_YOUR INSTRUCTIONS_: Rewrite the records with every "lesson" swapped for "exercise" and all else left unchanged.

Data drawn from a collection:
------------
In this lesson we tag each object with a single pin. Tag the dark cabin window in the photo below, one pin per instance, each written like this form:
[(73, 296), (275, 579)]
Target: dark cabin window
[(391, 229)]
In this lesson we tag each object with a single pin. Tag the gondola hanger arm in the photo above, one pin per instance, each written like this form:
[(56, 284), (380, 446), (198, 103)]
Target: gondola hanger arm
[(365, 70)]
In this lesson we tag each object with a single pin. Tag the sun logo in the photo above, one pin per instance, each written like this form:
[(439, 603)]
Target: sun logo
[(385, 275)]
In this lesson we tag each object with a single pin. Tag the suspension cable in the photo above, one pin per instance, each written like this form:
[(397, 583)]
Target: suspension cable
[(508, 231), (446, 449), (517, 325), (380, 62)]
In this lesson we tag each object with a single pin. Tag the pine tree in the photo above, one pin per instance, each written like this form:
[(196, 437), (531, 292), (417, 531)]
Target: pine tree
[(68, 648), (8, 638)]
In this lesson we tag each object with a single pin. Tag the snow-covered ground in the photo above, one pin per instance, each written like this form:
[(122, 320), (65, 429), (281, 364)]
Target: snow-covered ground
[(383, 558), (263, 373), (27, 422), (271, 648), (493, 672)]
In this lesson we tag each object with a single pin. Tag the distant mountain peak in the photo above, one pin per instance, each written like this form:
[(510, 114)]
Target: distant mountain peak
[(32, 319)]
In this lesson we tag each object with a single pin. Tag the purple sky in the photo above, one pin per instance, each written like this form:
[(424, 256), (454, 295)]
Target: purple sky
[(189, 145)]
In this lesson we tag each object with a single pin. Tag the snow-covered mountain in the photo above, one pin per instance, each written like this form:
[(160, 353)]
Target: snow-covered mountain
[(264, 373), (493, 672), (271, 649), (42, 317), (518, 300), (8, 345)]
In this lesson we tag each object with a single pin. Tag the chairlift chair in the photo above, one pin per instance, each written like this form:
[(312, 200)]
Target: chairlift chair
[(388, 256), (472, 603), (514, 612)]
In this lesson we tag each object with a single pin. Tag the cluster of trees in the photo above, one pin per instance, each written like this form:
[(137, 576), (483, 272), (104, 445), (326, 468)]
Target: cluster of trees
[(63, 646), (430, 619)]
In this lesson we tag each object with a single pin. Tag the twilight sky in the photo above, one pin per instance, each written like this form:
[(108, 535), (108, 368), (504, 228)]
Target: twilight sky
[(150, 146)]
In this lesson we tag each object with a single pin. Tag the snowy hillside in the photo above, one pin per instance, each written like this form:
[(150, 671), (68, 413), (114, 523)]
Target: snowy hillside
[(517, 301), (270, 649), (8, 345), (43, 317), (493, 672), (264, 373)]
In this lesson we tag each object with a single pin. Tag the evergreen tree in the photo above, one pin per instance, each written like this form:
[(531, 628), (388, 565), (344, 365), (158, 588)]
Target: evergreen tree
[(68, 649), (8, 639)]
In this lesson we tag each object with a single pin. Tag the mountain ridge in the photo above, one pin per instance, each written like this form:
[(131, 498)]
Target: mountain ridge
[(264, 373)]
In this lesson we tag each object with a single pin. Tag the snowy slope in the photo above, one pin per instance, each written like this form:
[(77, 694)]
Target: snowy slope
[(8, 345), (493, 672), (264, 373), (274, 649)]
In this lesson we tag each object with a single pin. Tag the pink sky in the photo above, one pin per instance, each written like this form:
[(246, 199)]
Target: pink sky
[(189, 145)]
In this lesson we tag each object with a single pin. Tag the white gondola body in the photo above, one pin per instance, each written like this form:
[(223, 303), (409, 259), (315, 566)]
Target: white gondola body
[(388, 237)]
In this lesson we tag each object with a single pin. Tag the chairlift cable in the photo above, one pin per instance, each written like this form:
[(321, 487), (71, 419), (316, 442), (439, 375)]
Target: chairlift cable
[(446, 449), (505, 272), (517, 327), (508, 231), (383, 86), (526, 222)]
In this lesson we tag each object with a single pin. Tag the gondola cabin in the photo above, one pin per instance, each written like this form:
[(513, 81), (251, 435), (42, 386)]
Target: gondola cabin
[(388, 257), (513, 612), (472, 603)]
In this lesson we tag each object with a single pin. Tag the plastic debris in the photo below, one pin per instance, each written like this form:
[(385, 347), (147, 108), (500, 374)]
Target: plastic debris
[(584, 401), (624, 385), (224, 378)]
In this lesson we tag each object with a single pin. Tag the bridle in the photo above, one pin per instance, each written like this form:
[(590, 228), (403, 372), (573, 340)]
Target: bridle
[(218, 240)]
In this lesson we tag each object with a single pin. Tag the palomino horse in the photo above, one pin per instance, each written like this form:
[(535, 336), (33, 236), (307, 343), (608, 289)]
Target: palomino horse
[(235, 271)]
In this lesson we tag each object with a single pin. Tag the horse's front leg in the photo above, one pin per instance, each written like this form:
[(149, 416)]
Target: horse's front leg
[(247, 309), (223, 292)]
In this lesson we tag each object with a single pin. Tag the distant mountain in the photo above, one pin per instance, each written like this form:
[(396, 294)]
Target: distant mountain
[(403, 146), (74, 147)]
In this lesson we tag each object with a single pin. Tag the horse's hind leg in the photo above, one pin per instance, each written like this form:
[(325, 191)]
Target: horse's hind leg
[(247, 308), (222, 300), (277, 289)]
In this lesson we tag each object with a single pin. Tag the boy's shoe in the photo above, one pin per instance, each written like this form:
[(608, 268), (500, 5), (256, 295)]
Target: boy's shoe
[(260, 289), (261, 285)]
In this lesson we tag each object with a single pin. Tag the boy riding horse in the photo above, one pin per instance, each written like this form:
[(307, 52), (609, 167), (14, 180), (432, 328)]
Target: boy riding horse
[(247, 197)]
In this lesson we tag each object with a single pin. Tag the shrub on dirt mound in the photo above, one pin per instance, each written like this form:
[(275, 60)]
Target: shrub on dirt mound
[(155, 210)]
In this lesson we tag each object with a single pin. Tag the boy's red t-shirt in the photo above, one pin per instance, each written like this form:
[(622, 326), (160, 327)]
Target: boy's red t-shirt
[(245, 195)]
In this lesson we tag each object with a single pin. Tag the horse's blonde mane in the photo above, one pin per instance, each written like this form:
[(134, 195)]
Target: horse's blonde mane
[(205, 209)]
------------
_RESPONSE_:
In this exercise we tag each object with a single pin. Tag the dark cabin window in the photo below, one pin per instance, each written like this form:
[(73, 296), (275, 579)]
Target: dark cabin window
[(391, 229)]
In this exercise we tag each object with a single pin. Tag the gondola hanger arm in the photo above, one pin per instance, each written like this form:
[(56, 284), (380, 446), (198, 103)]
Target: gondola hanger arm
[(365, 70)]
In this exercise we tag each object with a single pin. Tag the sun logo in the photo above, one pin per instance, each written like this form:
[(439, 603)]
Target: sun logo
[(385, 275)]
In this exercise we tag each object with a single pin. Tag the suspension cable in the photo above, one pin per instance, each written like this form:
[(397, 583)]
Target: suspension cable
[(508, 231), (446, 449), (517, 325), (380, 62)]
In this exercise we tag each object with a single pin. Tag the pine tree in the photo above, one pin per instance, each written like this form:
[(196, 437), (531, 292), (417, 531)]
Target: pine tree
[(68, 648), (8, 638)]
In this exercise we tag each object with a single pin. Tag the snow-covered ground in the photo above, one pin per instance, each written like this form:
[(122, 320), (65, 429), (281, 364)]
Target: snow-covered ground
[(383, 558), (263, 373), (27, 422), (271, 648), (493, 672)]
In this exercise we tag each object with a single pin. Tag the distant mountain peak in the photo above, one pin per instance, each written like this form:
[(510, 114)]
Target: distant mountain peak
[(32, 319)]
In this exercise we tag each object with a single pin. Tag the purple sky in the photo above, one pin per instance, each written like this form:
[(424, 256), (454, 295)]
Target: purple sky
[(189, 145)]
In this exercise we tag each object with a single pin. Tag the snow-covered mountain in the photo above, one pin per instance, each written like this form:
[(160, 353)]
Target: snow-covered mountain
[(264, 373), (493, 672), (271, 649), (42, 317), (518, 300), (8, 345)]
In this exercise we tag each object with a single pin. Tag the chairlift chair in the photo above, one pin per instance, each written like this form:
[(312, 200)]
Target: chairlift chair
[(388, 256), (472, 603), (514, 612)]
In this exercise we tag each object with a single pin. Tag the cluster of trees in the photo above, one pin per instance, each written like this form:
[(137, 576), (483, 272), (104, 445), (326, 468)]
Target: cluster of trees
[(63, 646), (430, 619)]
In this exercise we tag each object with a single pin. Tag the twilight sky in the photo above, one pin per instance, each written like this form:
[(108, 535), (108, 368), (504, 228)]
Target: twilight sky
[(150, 146)]
In this exercise we tag each object with a single pin. Tag the snowy hillside in the photo above, one pin per instance, each written like this form:
[(150, 671), (68, 413), (114, 523)]
Target: snowy hillside
[(517, 301), (270, 649), (8, 345), (43, 317), (493, 672), (264, 373)]
In this exercise we tag each object with a single pin. Tag the evergreen tree in the photo above, one pin per instance, each written like this form:
[(531, 628), (388, 565), (344, 365), (158, 588)]
Target: evergreen tree
[(68, 649), (8, 639)]
In this exercise we tag each object with a single pin. Tag the mountain ridge in the photo above, one pin per instance, each written like this form:
[(131, 498)]
Target: mountain ridge
[(264, 373)]
In this exercise we tag each object with a single pin. Tag the snowy slope in the photo above, one pin per instance, each written like this form:
[(77, 694)]
Target: snowy slope
[(8, 345), (493, 672), (264, 373), (274, 649)]
In this exercise we tag each object with a single pin. Tag the pink sky in the photo above, one pin per instance, each written like this form:
[(246, 199)]
Target: pink sky
[(189, 145)]
In this exercise we tag each object with a single pin. Tag the white gondola body in the photo above, one pin per instance, each written like this form:
[(223, 303), (409, 259), (315, 566)]
Target: white gondola body
[(388, 237)]
In this exercise we tag each object with a single pin. Tag the chairlift cable in the photo above, one pin per instance, each written like this form:
[(321, 487), (71, 419), (316, 442), (439, 375)]
Target: chairlift cable
[(446, 449), (505, 272), (517, 327), (508, 231), (383, 86), (526, 222)]
In this exercise we tag each object with a single pin. Tag the gondola cabin in the photo above, one pin per instance, each written like this form:
[(513, 81), (251, 435), (42, 386)]
Target: gondola cabin
[(388, 257), (513, 612), (472, 603)]
In this exercise we tag each object with a single pin. Tag the plastic debris in the photo below, one pin per instance, each written like this form:
[(385, 347), (147, 108), (500, 374)]
Target: plastic debris
[(584, 401), (624, 385), (224, 378)]
In this exercise we tag each object with a single pin. Tag the bridle in the photo above, one pin per instance, each written like this form:
[(590, 228), (403, 372), (573, 340)]
Target: bridle
[(218, 240)]
In this exercise we tag each object with a single pin. Tag the palomino horse in the photo above, one pin per instance, each written like this form:
[(535, 336), (33, 236), (307, 343), (608, 289)]
Target: palomino horse
[(235, 271)]
In this exercise we tag each object with a single pin. Tag the horse's front leg in the photo above, one pin per instance, each written like this form:
[(149, 416)]
Target: horse's front leg
[(247, 309), (223, 292)]
In this exercise we tag each object with a single pin. Tag the distant mountain in the photo above, one pin per instance, each written like this form:
[(396, 294)]
Target: distant mountain
[(403, 146), (74, 147)]
In this exercise we tag each object with a single pin. Tag the horse's hind leg in the photo above, one pin per instance, each written like this form:
[(325, 191)]
Target: horse's hind leg
[(247, 308), (222, 300), (277, 289)]
In this exercise we tag each object with a single pin. Tag the boy's shoe in the photo above, one pin per instance, each written like this form:
[(608, 268), (500, 5), (256, 295)]
Target: boy's shoe
[(260, 289), (261, 285)]
In this exercise we tag each object with a single pin. Tag the boy riding horse in the photo above, one pin per instance, each written like this form:
[(307, 52), (609, 167), (14, 180), (432, 328)]
Target: boy riding horse
[(247, 197)]
In this exercise we tag each object with a single pin. Tag the shrub on dirt mound in the photo above, one pin per instance, each written like this form:
[(275, 60)]
Target: shrub on dirt mound
[(155, 210)]
In this exercise we tag each object with a single pin. Tag the boy's red t-shirt in the photo above, one pin per instance, each written like this form:
[(622, 326), (160, 327)]
Target: boy's red t-shirt
[(245, 195)]
In this exercise we tag each object with a single pin. Tag the horse's blonde mane in the photo above, one pin per instance, each written like this form:
[(134, 195)]
Target: horse's blonde mane
[(205, 209)]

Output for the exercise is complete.